▸ Texto de la página:
☆ ☆ ☆ ☆
Minutos antes en El Campín, que era un gran océano rojo -aunque con bahías vacías que no permitieron el lleno a reventar- sonaban rocanroles que ondeaban con ritmo en sus banderas las barras santafereñas 'Jauría', 'Parches' y 'El Fortín', y que al final terminaron mixturados irremediablemente con inaudibles pero atronadores garabatos y bullerengues.

Pero allá arriba también estaba la barra juniorista 2.600 metros más cerca de la gloria, reclamando, luego de unos primeros minutos difíciles, la inequívoca paternidad putativa del onceno barranquillero en El Campín.

En esta secta costeña y casi religiosa estaba Antonio Llamas, un economista cartagenero que, paradójica o inteligentemente, podía pasar como bogotano: saco y pantalón oscuros, camisa de cuello y puños blancos, pero eso sí corbata celeste como la camiseta del equipo de sus amores esta noche.

Frente a la aparente encrucijada que pudiera sugerir el hecho de ser hincha del Junior, en una final, pero en Bogotá, el espectador asegura: 'es lo mejor que te puede pasar en la vida, es tener un estadio de 40 mil personas en tu contra y sentir que la sangre te hierve por el equipo de tu vida'.
☆ ☆ ☆ ☆
▸ Serie de ejercicios:
1 - Responde según el texto sobre la final en El Campín:
(a) ¿Qué barras santafereñas se nombran?
(b) ¿Qué profesión tiene Antonio Llamas?
(c) ¿De qué color era la corbata de Antonio Llamas?
2 - Cita el fragmento del texto sobre la final en El Campín que comienza con "Frente a la" y continúa hasta "de tu vida'.".

(Registros de datos almacenados)
☆ ☆ ☆ ☆
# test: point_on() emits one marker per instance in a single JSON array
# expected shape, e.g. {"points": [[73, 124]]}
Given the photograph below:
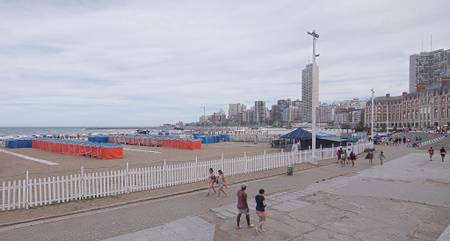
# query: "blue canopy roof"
{"points": [[298, 133], [303, 135]]}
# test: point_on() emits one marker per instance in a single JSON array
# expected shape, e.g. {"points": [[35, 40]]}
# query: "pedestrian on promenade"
{"points": [[431, 153], [243, 207], [443, 152], [211, 181], [370, 157], [347, 156], [352, 158], [382, 157], [343, 157], [339, 153], [222, 183], [260, 210]]}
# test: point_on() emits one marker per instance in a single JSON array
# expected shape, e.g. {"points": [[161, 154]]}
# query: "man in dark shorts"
{"points": [[443, 152], [260, 210], [242, 207]]}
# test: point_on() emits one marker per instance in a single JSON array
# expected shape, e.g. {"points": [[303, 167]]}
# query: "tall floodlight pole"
{"points": [[315, 93], [372, 116], [387, 117]]}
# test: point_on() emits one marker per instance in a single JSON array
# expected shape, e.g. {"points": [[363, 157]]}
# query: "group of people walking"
{"points": [[216, 185], [242, 206], [345, 157], [216, 181], [442, 151]]}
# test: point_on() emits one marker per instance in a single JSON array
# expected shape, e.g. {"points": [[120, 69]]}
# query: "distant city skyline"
{"points": [[146, 63]]}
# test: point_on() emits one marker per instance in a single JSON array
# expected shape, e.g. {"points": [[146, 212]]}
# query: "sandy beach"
{"points": [[13, 167]]}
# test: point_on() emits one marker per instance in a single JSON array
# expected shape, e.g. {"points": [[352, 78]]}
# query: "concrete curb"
{"points": [[114, 205]]}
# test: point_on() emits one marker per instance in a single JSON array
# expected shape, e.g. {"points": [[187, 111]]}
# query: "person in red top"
{"points": [[431, 152], [242, 207]]}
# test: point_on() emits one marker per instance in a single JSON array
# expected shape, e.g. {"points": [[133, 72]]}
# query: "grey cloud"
{"points": [[150, 62]]}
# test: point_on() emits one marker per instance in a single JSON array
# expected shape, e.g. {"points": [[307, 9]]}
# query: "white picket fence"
{"points": [[432, 141], [253, 138], [34, 192]]}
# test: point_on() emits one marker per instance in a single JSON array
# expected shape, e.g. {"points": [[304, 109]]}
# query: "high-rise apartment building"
{"points": [[307, 92], [234, 112], [427, 69], [260, 112]]}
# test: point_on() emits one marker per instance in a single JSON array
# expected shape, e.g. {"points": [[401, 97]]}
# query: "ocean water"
{"points": [[29, 131]]}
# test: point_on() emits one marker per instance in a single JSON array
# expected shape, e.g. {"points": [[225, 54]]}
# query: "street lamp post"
{"points": [[315, 92], [387, 117], [372, 116]]}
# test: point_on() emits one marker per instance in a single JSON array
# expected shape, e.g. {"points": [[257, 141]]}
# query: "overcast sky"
{"points": [[142, 63]]}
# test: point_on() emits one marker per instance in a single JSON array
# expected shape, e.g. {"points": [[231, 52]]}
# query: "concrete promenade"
{"points": [[406, 199]]}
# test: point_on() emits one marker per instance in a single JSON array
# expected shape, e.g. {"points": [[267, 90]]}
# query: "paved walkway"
{"points": [[406, 199]]}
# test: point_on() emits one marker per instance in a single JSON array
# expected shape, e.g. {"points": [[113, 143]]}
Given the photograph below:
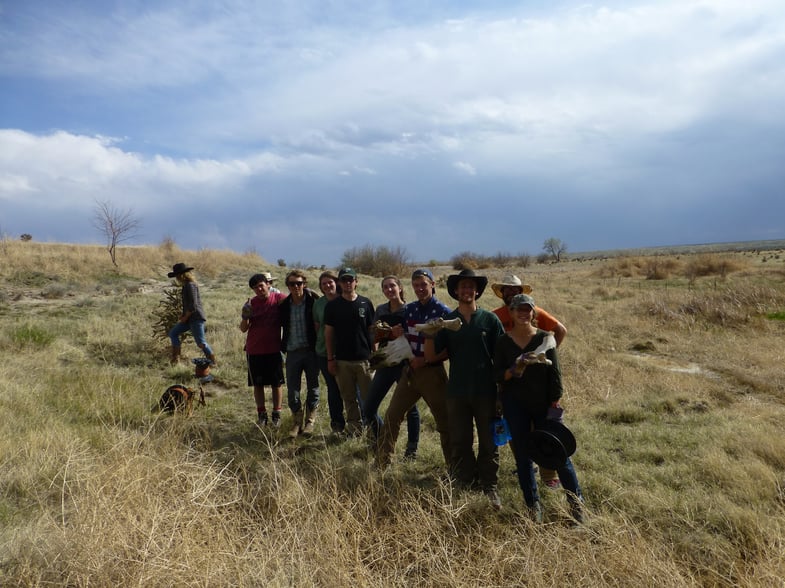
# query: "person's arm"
{"points": [[559, 333], [329, 343]]}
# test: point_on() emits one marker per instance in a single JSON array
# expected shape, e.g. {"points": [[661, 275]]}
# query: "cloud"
{"points": [[625, 122]]}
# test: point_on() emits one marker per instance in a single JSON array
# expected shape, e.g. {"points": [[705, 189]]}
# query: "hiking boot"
{"points": [[310, 421], [576, 509], [494, 498], [174, 355], [297, 424]]}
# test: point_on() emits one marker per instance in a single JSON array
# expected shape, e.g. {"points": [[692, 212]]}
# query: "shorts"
{"points": [[265, 370]]}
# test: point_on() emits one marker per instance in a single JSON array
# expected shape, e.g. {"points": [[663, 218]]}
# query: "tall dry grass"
{"points": [[674, 389]]}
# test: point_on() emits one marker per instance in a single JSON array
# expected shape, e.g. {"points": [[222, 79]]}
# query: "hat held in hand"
{"points": [[550, 445]]}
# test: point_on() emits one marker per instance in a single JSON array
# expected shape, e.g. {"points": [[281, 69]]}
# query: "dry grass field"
{"points": [[675, 389]]}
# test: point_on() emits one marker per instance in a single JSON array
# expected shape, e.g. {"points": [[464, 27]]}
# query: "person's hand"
{"points": [[555, 412], [247, 311]]}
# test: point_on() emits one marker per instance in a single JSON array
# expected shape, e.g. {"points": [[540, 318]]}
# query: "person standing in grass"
{"points": [[528, 391], [328, 284], [419, 378], [299, 343], [510, 286], [348, 320], [261, 321], [392, 314], [192, 319], [471, 389]]}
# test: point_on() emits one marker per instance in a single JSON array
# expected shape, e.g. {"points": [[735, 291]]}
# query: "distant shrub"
{"points": [[501, 259], [168, 246], [710, 265], [465, 260], [31, 336], [167, 313], [377, 261], [54, 291], [725, 307], [659, 268]]}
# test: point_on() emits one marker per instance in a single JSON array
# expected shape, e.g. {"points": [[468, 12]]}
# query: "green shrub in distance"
{"points": [[31, 336]]}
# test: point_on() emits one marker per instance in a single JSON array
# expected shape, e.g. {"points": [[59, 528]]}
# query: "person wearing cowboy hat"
{"points": [[529, 391], [471, 388], [192, 318], [511, 285]]}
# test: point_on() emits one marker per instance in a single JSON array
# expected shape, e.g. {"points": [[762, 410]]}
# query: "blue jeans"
{"points": [[383, 380], [521, 423], [298, 362], [197, 330]]}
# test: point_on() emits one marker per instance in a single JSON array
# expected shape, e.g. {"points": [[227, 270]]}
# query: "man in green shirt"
{"points": [[471, 390]]}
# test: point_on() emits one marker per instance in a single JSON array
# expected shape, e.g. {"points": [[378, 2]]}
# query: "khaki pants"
{"points": [[350, 376], [428, 383]]}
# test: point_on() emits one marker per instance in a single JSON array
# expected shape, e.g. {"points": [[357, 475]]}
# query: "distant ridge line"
{"points": [[765, 245]]}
☆ ☆ ☆ ☆
▸ Respuestas:
1 -
(a) 'Jauría', 'Parches' y 'El Fortín'.
(b) Es economista.
(c) Celeste.

2 -
Frente a la aparente encrucijada que pudiera sugerir el hecho de ser hincha del Junior, en una final, pero en Bogotá, el espectador asegura: 'es lo mejor que te puede pasar en la vida, es tener un estadio de 40 mil personas en tu contra y sentir que la sangre te hierve por el equipo de tu vida'.